====== Data to examine

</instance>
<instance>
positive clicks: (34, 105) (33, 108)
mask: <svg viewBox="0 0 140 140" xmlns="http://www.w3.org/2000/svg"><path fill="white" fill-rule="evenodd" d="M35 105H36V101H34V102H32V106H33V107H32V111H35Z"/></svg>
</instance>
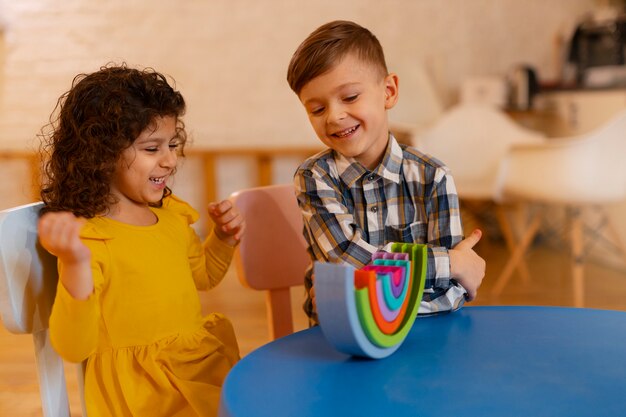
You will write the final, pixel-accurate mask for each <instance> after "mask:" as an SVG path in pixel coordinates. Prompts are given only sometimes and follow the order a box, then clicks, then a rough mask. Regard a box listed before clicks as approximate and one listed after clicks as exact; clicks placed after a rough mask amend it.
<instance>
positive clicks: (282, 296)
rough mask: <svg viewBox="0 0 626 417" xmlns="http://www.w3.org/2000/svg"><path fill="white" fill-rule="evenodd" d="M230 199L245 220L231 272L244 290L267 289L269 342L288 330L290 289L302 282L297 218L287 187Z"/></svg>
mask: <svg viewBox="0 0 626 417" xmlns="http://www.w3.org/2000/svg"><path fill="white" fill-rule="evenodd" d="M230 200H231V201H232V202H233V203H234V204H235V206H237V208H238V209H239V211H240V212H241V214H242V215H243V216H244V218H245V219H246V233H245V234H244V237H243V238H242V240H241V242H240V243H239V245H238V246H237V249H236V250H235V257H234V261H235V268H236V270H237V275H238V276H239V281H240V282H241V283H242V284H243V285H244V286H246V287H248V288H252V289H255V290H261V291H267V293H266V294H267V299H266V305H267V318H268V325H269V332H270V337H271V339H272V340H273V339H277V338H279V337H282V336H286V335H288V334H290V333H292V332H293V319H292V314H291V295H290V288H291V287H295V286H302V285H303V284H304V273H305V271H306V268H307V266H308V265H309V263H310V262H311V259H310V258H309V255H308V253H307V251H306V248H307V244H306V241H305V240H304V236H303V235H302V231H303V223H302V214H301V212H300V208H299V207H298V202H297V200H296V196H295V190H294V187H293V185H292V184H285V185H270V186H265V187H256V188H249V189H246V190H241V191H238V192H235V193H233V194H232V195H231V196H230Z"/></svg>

============

[Try it]: Apart from the pictures, the entries above are to be repeated in full and exactly.

[Result for this exercise]:
</instance>
<instance>
positive clicks: (34, 105) (33, 108)
mask: <svg viewBox="0 0 140 140" xmlns="http://www.w3.org/2000/svg"><path fill="white" fill-rule="evenodd" d="M35 105H36V101H34V102H32V106H33V107H32V111H35Z"/></svg>
</instance>
You will write the final, pixel-accurate mask for each <instance> after "mask:" as an SVG path in pixel coordinates. Prompts are given only sometimes and follow the order a box, then clicks, then a rough mask. Regard a box listed before clicks as approximate and one listed after clicks as exact; clicks placed after a rough mask amend it.
<instance>
positive clicks: (282, 296)
rough mask: <svg viewBox="0 0 626 417" xmlns="http://www.w3.org/2000/svg"><path fill="white" fill-rule="evenodd" d="M230 199L245 220L231 272L244 290L267 289L269 342L288 330L290 289L302 282L297 218L287 187Z"/></svg>
mask: <svg viewBox="0 0 626 417" xmlns="http://www.w3.org/2000/svg"><path fill="white" fill-rule="evenodd" d="M230 200H231V201H232V202H233V203H234V204H235V206H237V208H238V209H239V211H240V212H241V214H242V215H243V216H244V218H245V219H246V233H245V234H244V237H243V238H242V240H241V242H240V243H239V245H238V246H237V249H236V250H235V257H234V261H235V268H236V270H237V275H238V276H239V281H240V282H241V283H242V284H243V285H244V286H246V287H248V288H252V289H255V290H261V291H267V293H266V294H267V299H266V305H267V318H268V325H269V332H270V337H271V339H272V340H273V339H277V338H279V337H282V336H286V335H288V334H290V333H292V332H293V319H292V314H291V295H290V288H291V287H295V286H302V285H303V284H304V273H305V271H306V268H307V266H308V265H309V263H310V262H311V259H310V258H309V255H308V253H307V251H306V248H307V244H306V241H305V240H304V236H303V235H302V231H303V223H302V214H301V212H300V208H299V207H298V202H297V200H296V196H295V190H294V187H293V185H292V184H285V185H270V186H265V187H256V188H249V189H246V190H241V191H238V192H235V193H233V194H232V195H231V196H230Z"/></svg>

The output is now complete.